§ **WHAT IS NEEDED**:
Repeat the lines of the data exactly and exclude any picture among them.

§ **MATERIAL SUPPLIED**:
+++
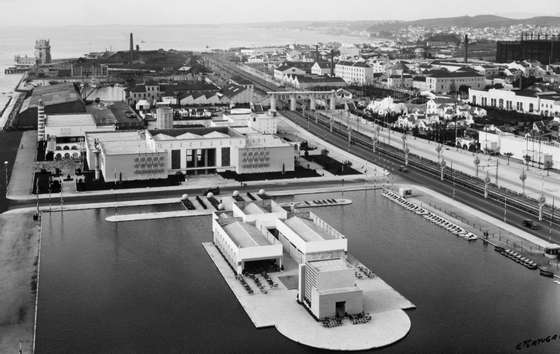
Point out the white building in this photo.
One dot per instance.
(539, 151)
(328, 289)
(356, 73)
(306, 237)
(156, 154)
(531, 102)
(444, 82)
(243, 242)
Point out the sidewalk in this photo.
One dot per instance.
(508, 175)
(21, 180)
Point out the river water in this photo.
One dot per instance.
(149, 287)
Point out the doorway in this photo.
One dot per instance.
(340, 308)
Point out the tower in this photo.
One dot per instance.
(43, 51)
(466, 48)
(131, 50)
(41, 120)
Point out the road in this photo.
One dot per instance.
(421, 177)
(508, 174)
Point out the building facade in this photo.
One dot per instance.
(445, 82)
(528, 102)
(354, 73)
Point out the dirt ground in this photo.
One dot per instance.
+++
§ **YOUR RESPONSE**:
Point out the white building in this photo.
One dot per instance.
(539, 151)
(328, 289)
(356, 73)
(306, 237)
(156, 154)
(531, 102)
(444, 82)
(243, 242)
Point out the sidewalk in this photo.
One dot per instance.
(508, 175)
(21, 180)
Point out the river water in this photo.
One dot per instance.
(149, 287)
Point out the doorway in this photo.
One dot per instance.
(340, 308)
Point out the tower in this photo.
One dot per instance.
(43, 51)
(466, 48)
(131, 50)
(41, 120)
Point out the road in this photo.
One dot per instance.
(421, 177)
(508, 174)
Point out the building facade in this photo.
One dot per instance.
(445, 82)
(528, 102)
(354, 73)
Point out the dirt ground in this photo.
One dot per instance.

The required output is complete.